Both still weighed more than 100 pounds each.

Arnold knew about the toxic algae, and had kept her dogs restrained. They nevertheless managed to get loose and into the lake one night, she said.

“The next morning they couldn’t stand up,” she said.

The dogs were put down later that day.

Arnold said she didn’t have the bodies tested, but she believes her two otherwise healthy dogs wouldn’t both simultaneously have become so ill as to require euthanizing if they hadn’t been poisoned.

Treating the lake

The key ingredient in treating algae in lakes is alum, or aluminum sulfate. The aluminum bonds with phosphorous in the water, then settles to the bottom as a particulate, where it forms a “cap” on the lake bed, preventing more nutrients from being released from the sediment in the summer.

That’s important, because right now 73 percent of all the phosphorus released into the water of Lake Ketchum during the summer months is coming from the lake bed itself.

How it got there in the first place is another matter. Testing in the 1990s identified the primary source as a dairy farm south of the lake.

The northern field of the farm was used for pasturing cattle, and the farmer had been accepting chicken manure and putting it in the fields as fertilizer.

That pasture drained into the creek that feeds the wetlands on the southern shore the lake.

----

What to do: Reproduce the passage about toxic algae and treating Lake Ketchum word for word, in full.

Dataset entries:
----

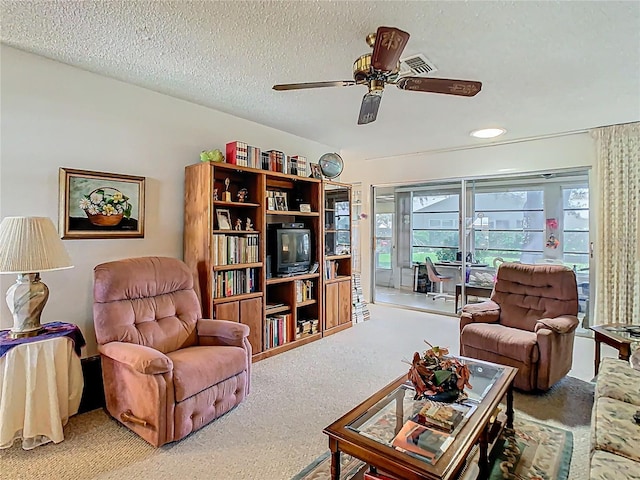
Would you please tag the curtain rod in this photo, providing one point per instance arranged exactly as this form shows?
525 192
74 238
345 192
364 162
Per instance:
505 142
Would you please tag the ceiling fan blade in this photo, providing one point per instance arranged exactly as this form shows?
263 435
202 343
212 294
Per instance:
388 47
465 88
300 86
369 108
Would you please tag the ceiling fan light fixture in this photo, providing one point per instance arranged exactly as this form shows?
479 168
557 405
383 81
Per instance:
488 132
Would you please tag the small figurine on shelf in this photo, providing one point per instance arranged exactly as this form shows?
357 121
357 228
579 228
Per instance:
243 193
226 195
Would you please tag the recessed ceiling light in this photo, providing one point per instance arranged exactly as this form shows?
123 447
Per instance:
488 132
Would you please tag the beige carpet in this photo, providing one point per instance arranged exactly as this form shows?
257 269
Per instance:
278 430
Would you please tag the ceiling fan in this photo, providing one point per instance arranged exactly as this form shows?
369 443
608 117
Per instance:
381 67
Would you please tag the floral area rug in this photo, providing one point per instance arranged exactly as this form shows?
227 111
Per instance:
531 451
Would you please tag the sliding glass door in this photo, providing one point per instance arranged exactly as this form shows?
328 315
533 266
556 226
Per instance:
438 245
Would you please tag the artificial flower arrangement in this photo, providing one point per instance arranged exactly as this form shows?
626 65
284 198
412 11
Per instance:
106 202
438 377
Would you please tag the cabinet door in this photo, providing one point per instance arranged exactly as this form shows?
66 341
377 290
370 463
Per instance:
344 302
331 306
228 311
251 316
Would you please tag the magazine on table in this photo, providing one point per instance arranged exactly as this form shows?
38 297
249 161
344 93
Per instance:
448 417
426 442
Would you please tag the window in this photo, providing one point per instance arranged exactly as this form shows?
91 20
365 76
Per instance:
509 225
434 227
384 237
575 231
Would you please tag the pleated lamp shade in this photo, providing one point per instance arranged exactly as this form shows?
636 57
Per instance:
31 244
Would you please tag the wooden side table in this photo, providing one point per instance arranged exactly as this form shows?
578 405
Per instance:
40 388
614 335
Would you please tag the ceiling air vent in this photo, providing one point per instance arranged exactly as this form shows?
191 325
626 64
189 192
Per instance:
416 65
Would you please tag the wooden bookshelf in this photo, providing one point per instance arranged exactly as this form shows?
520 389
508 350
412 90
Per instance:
330 297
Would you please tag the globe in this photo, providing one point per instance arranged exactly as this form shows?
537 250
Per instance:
331 165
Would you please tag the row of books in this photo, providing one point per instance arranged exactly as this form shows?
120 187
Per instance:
275 330
304 290
234 282
239 153
306 327
232 249
330 269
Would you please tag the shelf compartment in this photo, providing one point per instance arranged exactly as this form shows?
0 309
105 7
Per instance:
235 298
283 308
274 280
311 301
236 266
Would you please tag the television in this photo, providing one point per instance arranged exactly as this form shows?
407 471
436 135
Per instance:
291 250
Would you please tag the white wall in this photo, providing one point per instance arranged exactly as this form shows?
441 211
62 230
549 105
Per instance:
54 115
577 150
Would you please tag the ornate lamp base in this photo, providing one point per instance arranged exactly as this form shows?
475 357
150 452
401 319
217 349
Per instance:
26 299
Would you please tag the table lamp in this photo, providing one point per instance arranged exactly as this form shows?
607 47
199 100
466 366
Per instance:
28 246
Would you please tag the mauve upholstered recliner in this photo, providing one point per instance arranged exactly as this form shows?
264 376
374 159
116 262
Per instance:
166 371
529 323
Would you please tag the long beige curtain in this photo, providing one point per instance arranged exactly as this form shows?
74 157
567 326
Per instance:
618 224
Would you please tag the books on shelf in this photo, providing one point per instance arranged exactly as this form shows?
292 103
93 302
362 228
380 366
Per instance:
276 332
304 290
330 269
232 249
239 153
306 327
234 282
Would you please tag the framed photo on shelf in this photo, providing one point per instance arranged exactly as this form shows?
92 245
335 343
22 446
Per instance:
315 170
100 205
224 219
281 201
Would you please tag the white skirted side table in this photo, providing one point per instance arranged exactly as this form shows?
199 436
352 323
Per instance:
41 386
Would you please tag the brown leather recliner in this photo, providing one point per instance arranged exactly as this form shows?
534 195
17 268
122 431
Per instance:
166 371
529 323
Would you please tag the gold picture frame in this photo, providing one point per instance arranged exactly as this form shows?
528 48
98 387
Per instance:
100 205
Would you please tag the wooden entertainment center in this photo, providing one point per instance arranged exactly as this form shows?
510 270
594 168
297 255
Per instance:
226 244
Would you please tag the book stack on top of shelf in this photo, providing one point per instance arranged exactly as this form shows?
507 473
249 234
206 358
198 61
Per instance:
232 249
275 330
239 153
306 327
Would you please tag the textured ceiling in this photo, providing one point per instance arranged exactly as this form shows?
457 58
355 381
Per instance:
546 67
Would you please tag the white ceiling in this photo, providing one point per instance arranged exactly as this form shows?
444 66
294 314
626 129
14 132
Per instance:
546 67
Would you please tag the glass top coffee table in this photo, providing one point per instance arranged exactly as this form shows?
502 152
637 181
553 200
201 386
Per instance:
387 432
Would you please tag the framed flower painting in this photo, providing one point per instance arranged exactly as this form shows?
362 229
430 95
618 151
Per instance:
100 205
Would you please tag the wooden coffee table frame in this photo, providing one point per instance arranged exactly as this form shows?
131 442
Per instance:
613 339
386 458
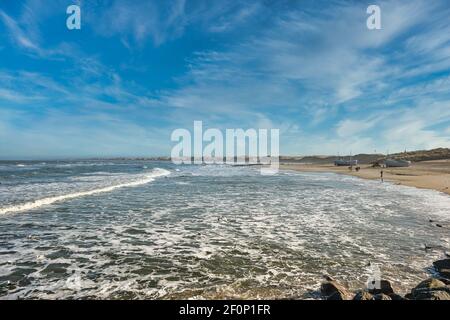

----

Completed task:
Both still weighed more than 100 pounds each.

Arnold knew about the toxic algae, and had kept her dogs restrained. They nevertheless managed to get loose and into the lake one night, she said.

“The next morning they couldn’t stand up,” she said.

The dogs were put down later that day.

Arnold said she didn’t have the bodies tested, but she believes her two otherwise healthy dogs wouldn’t both simultaneously have become so ill as to require euthanizing if they hadn’t been poisoned.

Treating the lake

The key ingredient in treating algae in lakes is alum, or aluminum sulfate. The aluminum bonds with phosphorous in the water, then settles to the bottom as a particulate, where it forms a “cap” on the lake bed, preventing more nutrients from being released from the sediment in the summer.

That’s important, because right now 73 percent of all the phosphorus released into the water of Lake Ketchum during the summer months is coming from the lake bed itself.

How it got there in the first place is another matter. Testing in the 1990s identified the primary source as a dairy farm south of the lake.

The northern field of the farm was used for pasturing cattle, and the farmer had been accepting chicken manure and putting it in the fields as fertilizer.

That pasture drained into the creek that feeds the wetlands on the southern shore the lake.